> Assigned task: Set down all the entries again, word for word.

> Information shown:

━━━━━━━━━━━━━━━━

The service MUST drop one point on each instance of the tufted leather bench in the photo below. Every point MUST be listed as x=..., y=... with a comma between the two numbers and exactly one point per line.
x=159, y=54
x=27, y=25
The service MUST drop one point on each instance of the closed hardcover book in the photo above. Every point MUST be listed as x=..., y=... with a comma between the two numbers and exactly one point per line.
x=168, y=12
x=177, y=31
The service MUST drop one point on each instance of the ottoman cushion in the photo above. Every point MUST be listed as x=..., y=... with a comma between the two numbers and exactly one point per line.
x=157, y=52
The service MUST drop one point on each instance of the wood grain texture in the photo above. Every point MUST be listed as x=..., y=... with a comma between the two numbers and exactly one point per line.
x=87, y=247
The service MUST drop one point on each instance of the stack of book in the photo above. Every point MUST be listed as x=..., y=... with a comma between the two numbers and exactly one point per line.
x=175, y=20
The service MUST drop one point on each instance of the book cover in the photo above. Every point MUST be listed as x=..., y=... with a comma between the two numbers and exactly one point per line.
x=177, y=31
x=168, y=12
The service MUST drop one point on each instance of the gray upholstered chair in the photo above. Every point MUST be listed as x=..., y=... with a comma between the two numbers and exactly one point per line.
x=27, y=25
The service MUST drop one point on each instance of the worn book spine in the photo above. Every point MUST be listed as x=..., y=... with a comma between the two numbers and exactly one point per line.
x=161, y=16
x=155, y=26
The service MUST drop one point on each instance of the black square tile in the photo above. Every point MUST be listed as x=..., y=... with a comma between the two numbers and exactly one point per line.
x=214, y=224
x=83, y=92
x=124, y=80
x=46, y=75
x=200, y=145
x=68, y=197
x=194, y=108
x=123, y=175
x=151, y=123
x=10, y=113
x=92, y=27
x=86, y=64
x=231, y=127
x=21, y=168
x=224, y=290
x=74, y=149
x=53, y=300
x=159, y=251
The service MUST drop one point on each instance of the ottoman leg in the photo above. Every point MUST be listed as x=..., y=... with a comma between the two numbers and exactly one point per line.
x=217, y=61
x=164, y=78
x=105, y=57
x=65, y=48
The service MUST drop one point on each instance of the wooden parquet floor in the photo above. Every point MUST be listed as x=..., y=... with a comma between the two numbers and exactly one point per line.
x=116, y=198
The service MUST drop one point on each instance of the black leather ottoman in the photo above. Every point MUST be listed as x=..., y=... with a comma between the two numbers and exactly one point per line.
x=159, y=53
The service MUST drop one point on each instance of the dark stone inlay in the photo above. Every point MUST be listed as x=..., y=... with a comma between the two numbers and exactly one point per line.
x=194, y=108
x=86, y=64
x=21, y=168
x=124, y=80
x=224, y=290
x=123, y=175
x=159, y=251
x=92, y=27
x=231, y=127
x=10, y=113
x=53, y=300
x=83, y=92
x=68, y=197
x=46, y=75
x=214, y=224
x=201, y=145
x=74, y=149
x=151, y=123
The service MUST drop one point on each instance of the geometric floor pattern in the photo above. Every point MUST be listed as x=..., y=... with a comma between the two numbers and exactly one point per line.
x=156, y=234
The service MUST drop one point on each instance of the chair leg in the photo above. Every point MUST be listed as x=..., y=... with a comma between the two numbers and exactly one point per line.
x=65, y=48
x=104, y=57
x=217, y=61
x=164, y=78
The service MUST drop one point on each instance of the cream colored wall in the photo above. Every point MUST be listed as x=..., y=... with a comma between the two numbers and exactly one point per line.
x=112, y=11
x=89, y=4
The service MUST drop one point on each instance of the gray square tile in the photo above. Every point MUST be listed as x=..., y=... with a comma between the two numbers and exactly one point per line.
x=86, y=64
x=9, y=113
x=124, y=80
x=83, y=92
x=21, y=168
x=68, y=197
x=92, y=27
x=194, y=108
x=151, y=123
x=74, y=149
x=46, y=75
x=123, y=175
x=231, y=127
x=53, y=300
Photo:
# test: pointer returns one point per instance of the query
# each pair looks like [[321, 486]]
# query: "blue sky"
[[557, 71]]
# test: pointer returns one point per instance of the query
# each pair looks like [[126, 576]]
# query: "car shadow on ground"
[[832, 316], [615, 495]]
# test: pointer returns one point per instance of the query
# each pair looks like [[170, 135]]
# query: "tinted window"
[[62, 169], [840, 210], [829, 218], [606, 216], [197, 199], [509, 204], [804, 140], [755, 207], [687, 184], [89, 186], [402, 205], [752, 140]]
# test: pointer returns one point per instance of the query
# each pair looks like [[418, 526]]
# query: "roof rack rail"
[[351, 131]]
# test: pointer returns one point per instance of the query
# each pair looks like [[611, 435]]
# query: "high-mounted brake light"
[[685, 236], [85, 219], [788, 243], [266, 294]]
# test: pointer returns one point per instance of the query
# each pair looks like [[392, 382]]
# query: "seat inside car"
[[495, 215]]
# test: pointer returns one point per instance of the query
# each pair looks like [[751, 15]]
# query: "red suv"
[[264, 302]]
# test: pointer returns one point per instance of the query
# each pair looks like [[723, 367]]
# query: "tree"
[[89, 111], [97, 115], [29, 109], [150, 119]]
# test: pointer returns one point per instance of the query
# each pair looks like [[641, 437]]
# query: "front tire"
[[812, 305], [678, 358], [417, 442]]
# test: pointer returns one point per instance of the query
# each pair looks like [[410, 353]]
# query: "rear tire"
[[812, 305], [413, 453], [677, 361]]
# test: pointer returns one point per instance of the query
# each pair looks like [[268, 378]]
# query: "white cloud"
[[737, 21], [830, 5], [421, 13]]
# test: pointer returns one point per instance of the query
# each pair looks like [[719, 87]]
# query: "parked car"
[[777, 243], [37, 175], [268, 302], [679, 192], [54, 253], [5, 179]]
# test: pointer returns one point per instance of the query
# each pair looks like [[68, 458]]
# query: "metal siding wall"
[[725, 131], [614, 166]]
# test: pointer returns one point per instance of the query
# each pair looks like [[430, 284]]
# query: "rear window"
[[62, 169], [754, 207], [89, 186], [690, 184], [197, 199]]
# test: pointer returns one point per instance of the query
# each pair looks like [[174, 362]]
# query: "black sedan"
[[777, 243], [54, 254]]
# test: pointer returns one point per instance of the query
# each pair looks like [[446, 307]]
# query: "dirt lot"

━━━━━━━━━━━━━━━━

> Answer section:
The service MUST drop one point on each instance of the tufted leather bench in the photo below. Every point MUST be listed as x=..., y=... with a comma between the two numbers and exactly one point per line.
x=159, y=54
x=27, y=25
The service MUST drop one point on each instance of the closed hardcover book in the photo above. Every point MUST be listed as x=..., y=... with a comma between the two numbers and exactly one point per line.
x=168, y=12
x=177, y=31
The service MUST drop one point on each instance of the ottoman cushion in the photo above. Every point MUST be listed as x=..., y=... with a comma between the two numbers and exactly one point per line.
x=157, y=52
The service MUST drop one point on each instance of the wood grain texture in the photo above. Every point MUST be listed as x=..., y=... with a comma between the two numbers and exactly one point per line.
x=87, y=247
The service MUST drop one point on each instance of the stack of book in the photo above. Every point MUST be listed as x=..., y=... with a comma between the two numbers and exactly one point per line.
x=175, y=20
The service MUST drop one point on each instance of the book cover in the photo above. Every point MUST be listed as x=..., y=... with a comma between the two numbers and exactly one point per line.
x=177, y=31
x=168, y=12
The service MUST drop one point on each instance of the gray upholstered chair in the photo above. Every point MUST be listed as x=..., y=... with a comma between the two numbers and exactly one point per line.
x=27, y=25
The service MUST drop one point on each instance of the worn book spine in the photo above. Every point MUST be listed as x=..., y=... with a comma between the two numbers and exactly one point per line.
x=161, y=16
x=155, y=26
The service MUST drop one point on each instance of the black square tile in the photo above. Every point MUST be listed as x=..., y=... with a comma between the two numbers and exactly one point per line.
x=214, y=224
x=83, y=92
x=124, y=80
x=46, y=75
x=200, y=145
x=68, y=197
x=194, y=108
x=123, y=175
x=151, y=123
x=10, y=113
x=92, y=27
x=86, y=64
x=231, y=127
x=21, y=168
x=224, y=290
x=74, y=149
x=53, y=300
x=159, y=251
The service MUST drop one point on each instance of the ottoman leg in the photo above. Every point MUST be listed as x=..., y=... with a comma between the two numbers and exactly one point per line.
x=217, y=61
x=164, y=78
x=105, y=57
x=65, y=48
The service MUST drop one point on each instance of the wooden parquet floor in the photo above. Every point MUST be listed as x=..., y=... with a comma between the two numbers and exactly one point per line.
x=116, y=198
The service MUST drop one point on each instance of the black leather ottoman in the photo above. Every point MUST be listed as x=..., y=... with a comma between the two numbers and exactly one point per line.
x=159, y=53
The service MUST drop one point on each instance of the dark stone inlay in the photo above. Every point MUST be listed as x=..., y=... with a comma between the two numbers and exactly one point per line.
x=194, y=108
x=86, y=64
x=21, y=168
x=124, y=80
x=224, y=290
x=123, y=175
x=159, y=251
x=92, y=27
x=231, y=127
x=10, y=113
x=53, y=300
x=83, y=92
x=68, y=197
x=46, y=75
x=214, y=224
x=201, y=145
x=74, y=149
x=151, y=123
The service MUST drop one point on each instance of the geometric floor pattern in the photo above. Every point MUST be listed as x=..., y=... with a comma between the two numbers and exactly one point per line.
x=156, y=234
The service MUST drop one point on each instance of the chair leg in the photo above. Every point MUST be listed as x=..., y=... with a comma between the two numbers and exactly one point per line.
x=65, y=48
x=104, y=57
x=217, y=61
x=164, y=78
The service MUST drop one point on each instance of the cream colored wall in the photo above. Every point MUST be listed as x=..., y=... with a comma between the two numbers and exactly one point per line.
x=112, y=11
x=89, y=4
The service MUST drop one point on each instance of the gray square tile in the photo above. Every point MUST be listed as x=..., y=... with a comma between the two numbers and exactly one point per line.
x=86, y=64
x=9, y=113
x=124, y=80
x=83, y=92
x=21, y=168
x=68, y=197
x=92, y=27
x=194, y=108
x=151, y=123
x=74, y=149
x=46, y=75
x=123, y=175
x=231, y=127
x=53, y=300
Photo:
# test: pointer returns one point per instance of the query
# each pair looks like [[321, 486]]
# query: "blue sky"
[[557, 71]]
# test: pointer returns one point per instance of the query
# each pair looks like [[126, 576]]
# query: "car shadow on ground"
[[832, 316], [615, 495]]
# test: pointer returns one point per instance of the query
# each pair looks like [[170, 135]]
# query: "tinted window"
[[62, 169], [840, 210], [829, 218], [606, 216], [197, 199], [509, 204], [804, 140], [755, 207], [687, 184], [89, 186], [402, 205], [752, 140]]
# test: pointer returns one point per instance of the query
# each pair looks like [[418, 526]]
# query: "roof rack rail"
[[351, 131]]
# test: pointer returns one point per instance of the query
# each pair looks like [[611, 435]]
# query: "high-mounted brake light"
[[685, 236], [85, 219], [788, 243], [266, 294]]
# test: pointer returns one point per instance of the query
# each pair looks like [[392, 382]]
# query: "seat inside car"
[[495, 215]]
# test: pointer returns one point per instance of the query
# each pair looks like [[751, 15]]
# query: "red suv"
[[264, 302]]
# test: pointer returns one point per instance of the query
# each pair looks like [[723, 367]]
# query: "tree"
[[89, 111], [97, 115], [29, 109], [150, 119]]
# test: pointer returns one point per instance of the query
# each pair looks like [[641, 437]]
# query: "front tire"
[[812, 305], [678, 358], [417, 442]]
# test: pointer returns one point per instance of the query
# each pair looks like [[410, 353]]
# query: "rear tire"
[[812, 305], [413, 453], [677, 361]]
# test: pointer returns one point per instance of the query
# each pair looks like [[268, 378]]
# query: "white cloud"
[[737, 21], [830, 5], [421, 13]]
# test: pointer returns one point per instance of the query
# each pair looks like [[719, 87]]
# query: "parked car"
[[777, 243], [37, 175], [268, 302], [679, 192], [54, 253], [5, 179]]
# test: pointer returns one point per instance of the query
# each pair looks like [[68, 458]]
# query: "metal siding wall"
[[725, 131], [614, 166]]
# test: pointer returns one point per instance of the query
# each pair looks like [[430, 284]]
# query: "rear window"
[[62, 169], [754, 207], [89, 186], [690, 184], [197, 199]]
# test: pointer returns one point per instance of the query
# each pair looks like [[174, 362]]
# query: "black sedan"
[[777, 243], [54, 254]]
# test: pointer returns one point per instance of the query
# each pair looks like [[446, 307]]
# query: "dirt lot"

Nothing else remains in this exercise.